AIM 1:
Report how many lines of the records contain the string "muddy". Give only the number.

TEXT BLOCK:

★ ★ ★ ★ ★

Kaspars, it's a fair question given how poorly I described the experiment I envision. In this experiment, there is no test of language at all. We only test perception of color categorization using color swatches. The linguistics is only factored in after the data has been collected when we ask "do speakers of English react to shades of blue differently than speakers of Tzetzal?"

KasparsM said...

Or you could just show two colors that are actually different but only so little that majority can't tell any difference. And see if Russians are better telling them apart.

I just read the chapter about Russian blues and there were no indications that Russians were better in distinguishing different blue shades, only faster. It is practically the same as asking to compare pictures of different number of objects. Those who have learned to count will do it faster than those who haven't. Each learned word works as a specific (and often unconscious) habit of the mind, so no wonder that Broca area was involved.

I would like to see the "gray banana" experiment performed with different language speakers. How far into blue spectrum each of them would go to see “neutral” gray color?

I believe that the story about Japanese blue traffic lights is incorrect. Even in the modern Japanese aoi generally refers to the whole blue-green spectrum and the traffic light makers would have no reason to avoid making them completely green (in the English sense). Midori, as one native Japanese speaker explained me some time ago, is only a specific type of green, as of grass and leaves, while the English green spectrum. Loanwords buruu and guriin are also widely used when specificity is required. The middle part of traffic lights generally are not exactly yellow but more like orange.

★ ★ ★ ★ ★

RECORDS FOR THIS TASK:
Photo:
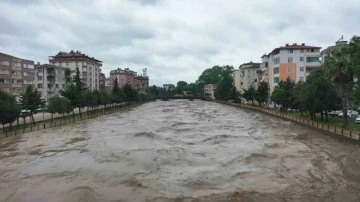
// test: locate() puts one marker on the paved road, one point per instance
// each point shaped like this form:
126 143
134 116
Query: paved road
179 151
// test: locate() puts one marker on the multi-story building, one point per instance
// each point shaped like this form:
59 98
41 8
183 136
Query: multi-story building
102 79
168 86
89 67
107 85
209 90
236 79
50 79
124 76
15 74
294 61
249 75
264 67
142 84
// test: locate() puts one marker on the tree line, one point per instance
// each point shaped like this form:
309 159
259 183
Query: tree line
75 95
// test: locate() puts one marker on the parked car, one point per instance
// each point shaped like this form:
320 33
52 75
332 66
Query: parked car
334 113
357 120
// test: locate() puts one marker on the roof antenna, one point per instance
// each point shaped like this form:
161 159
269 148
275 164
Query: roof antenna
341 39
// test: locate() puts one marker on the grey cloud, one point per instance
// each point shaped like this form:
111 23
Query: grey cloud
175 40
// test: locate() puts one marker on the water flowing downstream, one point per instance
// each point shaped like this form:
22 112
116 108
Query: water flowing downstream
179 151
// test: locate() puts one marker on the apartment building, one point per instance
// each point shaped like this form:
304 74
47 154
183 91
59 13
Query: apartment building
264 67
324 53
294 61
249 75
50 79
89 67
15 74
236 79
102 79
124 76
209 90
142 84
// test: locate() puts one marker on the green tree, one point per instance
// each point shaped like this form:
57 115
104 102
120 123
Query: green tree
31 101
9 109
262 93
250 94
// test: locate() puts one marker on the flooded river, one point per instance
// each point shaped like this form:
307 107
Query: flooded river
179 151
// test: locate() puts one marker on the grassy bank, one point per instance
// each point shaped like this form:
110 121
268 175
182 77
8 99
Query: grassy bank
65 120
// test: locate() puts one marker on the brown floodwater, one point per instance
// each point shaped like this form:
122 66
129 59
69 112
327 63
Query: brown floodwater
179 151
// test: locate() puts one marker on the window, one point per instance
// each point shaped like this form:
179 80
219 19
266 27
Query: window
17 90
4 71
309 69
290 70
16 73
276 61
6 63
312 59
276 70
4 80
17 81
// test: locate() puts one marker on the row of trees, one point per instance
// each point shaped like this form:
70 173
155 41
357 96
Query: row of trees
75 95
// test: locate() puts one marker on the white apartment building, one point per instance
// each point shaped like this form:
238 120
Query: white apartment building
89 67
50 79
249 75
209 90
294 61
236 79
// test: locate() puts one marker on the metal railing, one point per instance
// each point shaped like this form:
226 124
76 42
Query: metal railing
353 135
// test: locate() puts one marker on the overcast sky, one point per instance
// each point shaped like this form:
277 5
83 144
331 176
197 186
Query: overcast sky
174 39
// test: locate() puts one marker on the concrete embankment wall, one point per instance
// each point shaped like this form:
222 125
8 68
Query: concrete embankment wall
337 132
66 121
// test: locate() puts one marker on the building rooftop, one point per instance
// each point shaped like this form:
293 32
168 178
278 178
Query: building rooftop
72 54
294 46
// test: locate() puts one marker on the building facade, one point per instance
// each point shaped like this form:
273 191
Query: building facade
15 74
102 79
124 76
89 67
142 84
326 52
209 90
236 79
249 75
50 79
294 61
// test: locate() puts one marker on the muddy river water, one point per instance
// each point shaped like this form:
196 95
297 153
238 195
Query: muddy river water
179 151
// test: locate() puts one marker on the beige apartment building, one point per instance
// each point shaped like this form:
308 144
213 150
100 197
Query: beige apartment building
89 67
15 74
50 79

★ ★ ★ ★ ★

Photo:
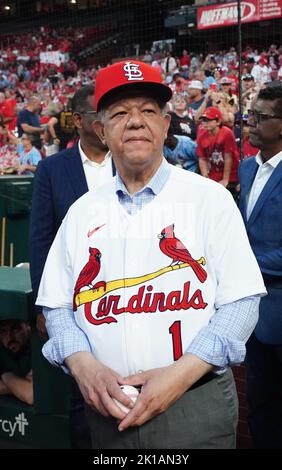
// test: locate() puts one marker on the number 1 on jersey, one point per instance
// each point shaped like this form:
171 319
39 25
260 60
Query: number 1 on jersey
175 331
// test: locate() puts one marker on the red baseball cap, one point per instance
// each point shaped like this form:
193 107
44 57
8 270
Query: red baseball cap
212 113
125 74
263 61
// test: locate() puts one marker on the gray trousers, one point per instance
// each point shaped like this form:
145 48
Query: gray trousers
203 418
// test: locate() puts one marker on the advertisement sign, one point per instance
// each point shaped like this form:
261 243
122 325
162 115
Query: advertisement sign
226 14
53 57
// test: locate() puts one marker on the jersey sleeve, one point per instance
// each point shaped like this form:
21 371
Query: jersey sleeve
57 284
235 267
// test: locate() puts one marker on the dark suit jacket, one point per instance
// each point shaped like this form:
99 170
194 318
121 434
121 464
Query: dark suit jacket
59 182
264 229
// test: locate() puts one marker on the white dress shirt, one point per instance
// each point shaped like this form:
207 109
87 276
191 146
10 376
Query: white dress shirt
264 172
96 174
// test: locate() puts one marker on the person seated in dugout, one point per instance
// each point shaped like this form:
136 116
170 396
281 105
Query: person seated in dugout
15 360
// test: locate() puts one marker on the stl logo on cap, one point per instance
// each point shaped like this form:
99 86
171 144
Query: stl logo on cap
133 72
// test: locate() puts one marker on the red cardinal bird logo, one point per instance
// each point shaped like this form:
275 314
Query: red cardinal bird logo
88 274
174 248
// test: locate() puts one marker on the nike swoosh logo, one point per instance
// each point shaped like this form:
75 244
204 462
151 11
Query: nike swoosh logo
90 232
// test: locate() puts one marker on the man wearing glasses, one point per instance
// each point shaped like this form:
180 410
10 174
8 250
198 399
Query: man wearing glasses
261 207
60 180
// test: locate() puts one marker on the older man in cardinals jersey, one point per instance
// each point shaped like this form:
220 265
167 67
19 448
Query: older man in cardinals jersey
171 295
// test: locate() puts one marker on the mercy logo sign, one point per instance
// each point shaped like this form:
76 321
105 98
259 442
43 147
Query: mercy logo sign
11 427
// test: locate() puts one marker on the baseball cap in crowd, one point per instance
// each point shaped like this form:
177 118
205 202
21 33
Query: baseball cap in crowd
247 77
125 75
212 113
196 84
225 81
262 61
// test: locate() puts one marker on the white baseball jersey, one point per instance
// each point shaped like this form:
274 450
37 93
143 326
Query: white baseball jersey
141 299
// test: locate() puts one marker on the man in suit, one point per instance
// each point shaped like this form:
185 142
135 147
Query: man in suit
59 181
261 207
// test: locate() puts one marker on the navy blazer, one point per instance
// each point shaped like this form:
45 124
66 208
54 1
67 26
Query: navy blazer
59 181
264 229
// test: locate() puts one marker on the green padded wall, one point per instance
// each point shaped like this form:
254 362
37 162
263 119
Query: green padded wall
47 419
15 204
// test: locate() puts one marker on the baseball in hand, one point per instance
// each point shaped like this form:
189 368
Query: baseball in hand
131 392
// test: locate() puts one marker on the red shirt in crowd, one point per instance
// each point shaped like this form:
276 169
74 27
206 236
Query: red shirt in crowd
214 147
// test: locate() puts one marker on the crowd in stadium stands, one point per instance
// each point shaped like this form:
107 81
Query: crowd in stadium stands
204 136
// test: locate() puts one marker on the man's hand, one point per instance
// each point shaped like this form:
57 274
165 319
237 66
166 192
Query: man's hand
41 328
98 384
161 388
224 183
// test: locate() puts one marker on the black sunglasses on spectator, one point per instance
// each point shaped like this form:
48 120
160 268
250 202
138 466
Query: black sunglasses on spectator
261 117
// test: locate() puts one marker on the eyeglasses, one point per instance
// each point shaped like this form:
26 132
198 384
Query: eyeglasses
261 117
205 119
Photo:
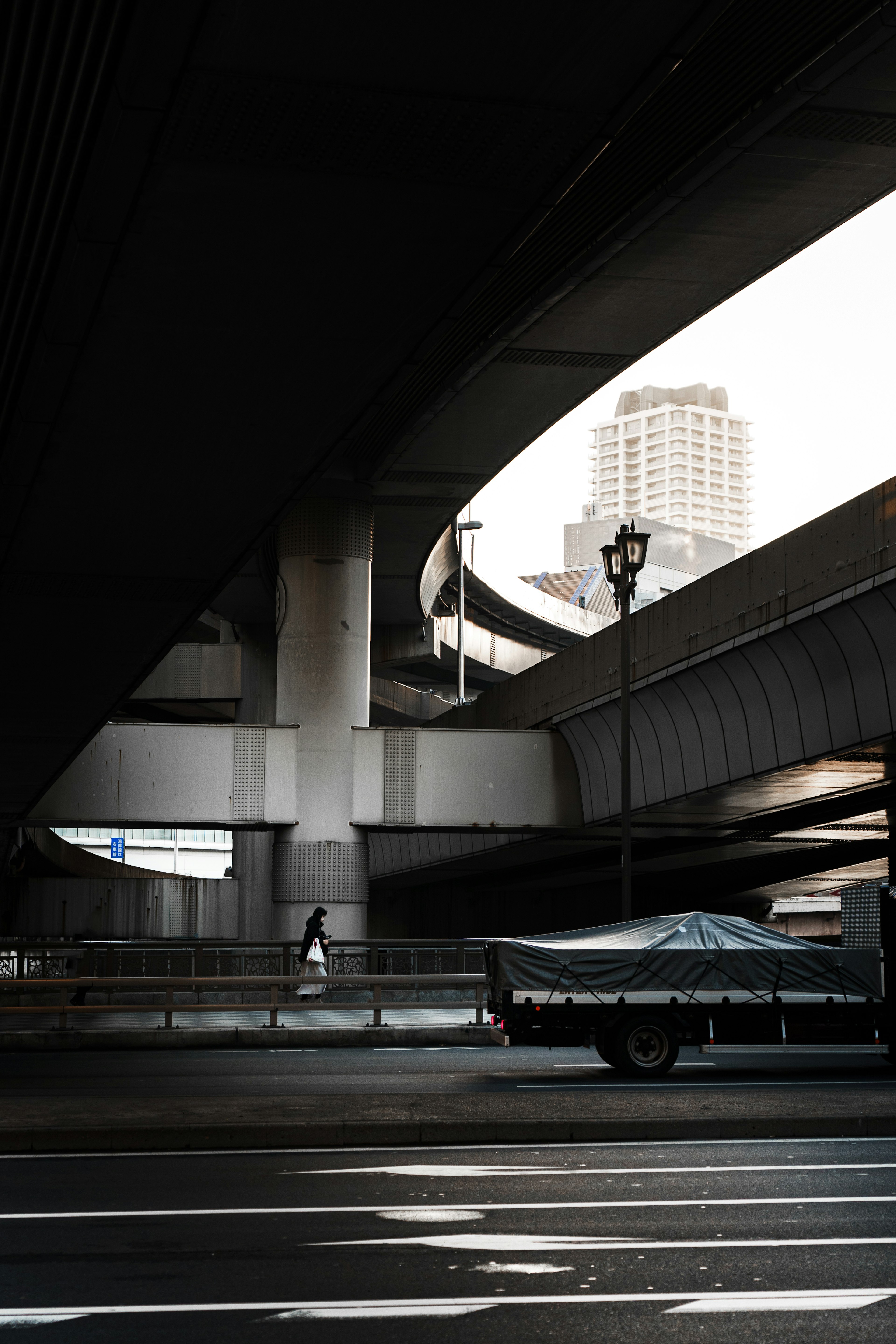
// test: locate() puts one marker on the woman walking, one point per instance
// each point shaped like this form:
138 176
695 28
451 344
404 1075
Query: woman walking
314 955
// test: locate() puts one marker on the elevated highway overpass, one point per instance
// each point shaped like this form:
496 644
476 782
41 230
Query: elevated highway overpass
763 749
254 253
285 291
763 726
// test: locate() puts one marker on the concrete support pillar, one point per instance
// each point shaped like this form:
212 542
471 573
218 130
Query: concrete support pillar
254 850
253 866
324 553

★ ★ ★ ★ ★

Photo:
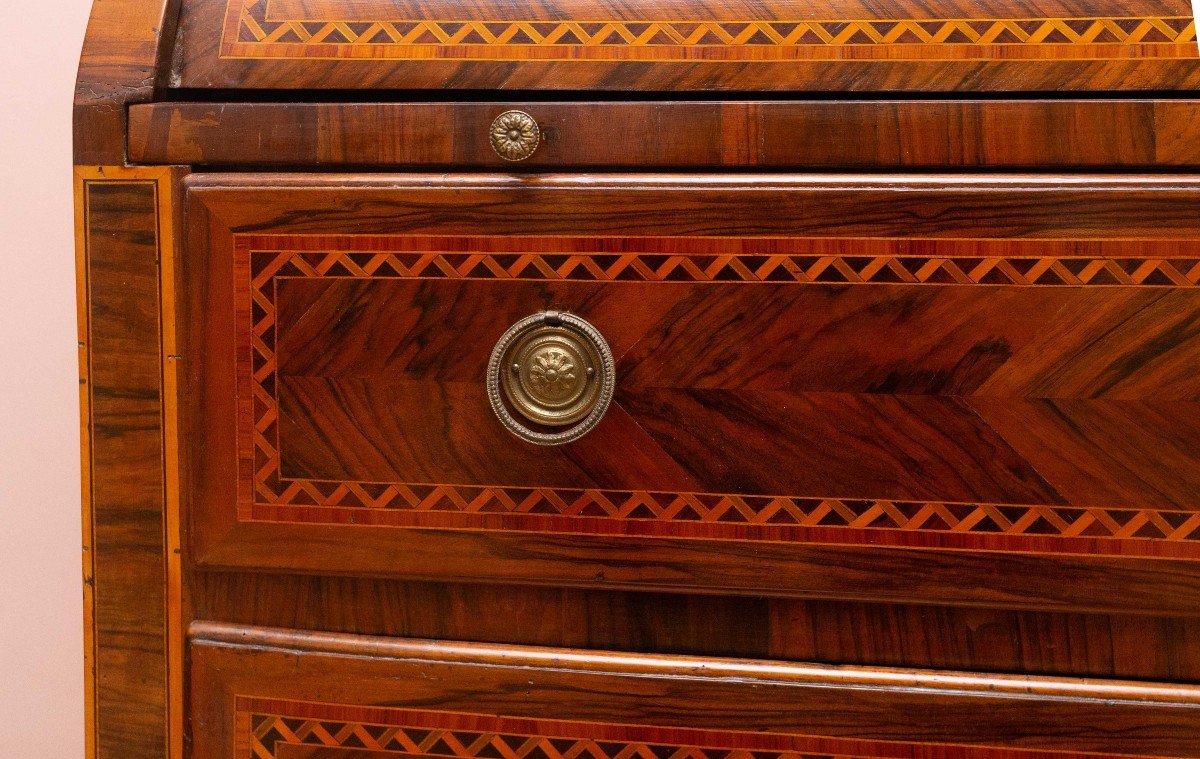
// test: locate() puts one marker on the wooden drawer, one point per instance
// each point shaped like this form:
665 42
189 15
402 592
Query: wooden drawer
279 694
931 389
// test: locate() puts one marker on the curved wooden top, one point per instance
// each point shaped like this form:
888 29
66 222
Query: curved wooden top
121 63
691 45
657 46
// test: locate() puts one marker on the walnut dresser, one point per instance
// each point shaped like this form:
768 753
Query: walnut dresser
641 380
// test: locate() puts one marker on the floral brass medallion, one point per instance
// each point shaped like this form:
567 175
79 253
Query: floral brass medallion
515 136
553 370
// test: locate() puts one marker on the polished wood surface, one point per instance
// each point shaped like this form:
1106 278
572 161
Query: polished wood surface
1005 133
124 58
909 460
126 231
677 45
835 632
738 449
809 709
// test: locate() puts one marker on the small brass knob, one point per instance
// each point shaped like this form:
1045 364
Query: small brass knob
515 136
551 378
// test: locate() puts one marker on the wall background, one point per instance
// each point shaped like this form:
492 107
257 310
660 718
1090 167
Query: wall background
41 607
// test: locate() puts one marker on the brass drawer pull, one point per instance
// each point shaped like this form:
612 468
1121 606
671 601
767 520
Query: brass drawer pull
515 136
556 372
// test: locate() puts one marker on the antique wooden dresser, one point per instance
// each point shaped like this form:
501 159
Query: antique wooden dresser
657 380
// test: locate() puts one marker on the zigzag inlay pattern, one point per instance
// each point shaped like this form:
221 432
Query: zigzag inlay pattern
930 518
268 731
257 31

★ ★ ★ ★ ★

AIM 2:
Answer the following questions using the text on color perception and language:
(a) What does the envisioned experiment use to test perception of color categorization?
(b) According to the chapter about Russian blues, in what respect did Russians differ when handling different blue shades?
(c) Which loanwords are used in Japanese when specificity is required?

COMPLETE ANSWER 1:
2

COMPLETE ANSWER 2:
(a) Color swatches.
(b) They were only faster, with no indication that they were better at distinguishing the shades.
(c) Buruu and guriin.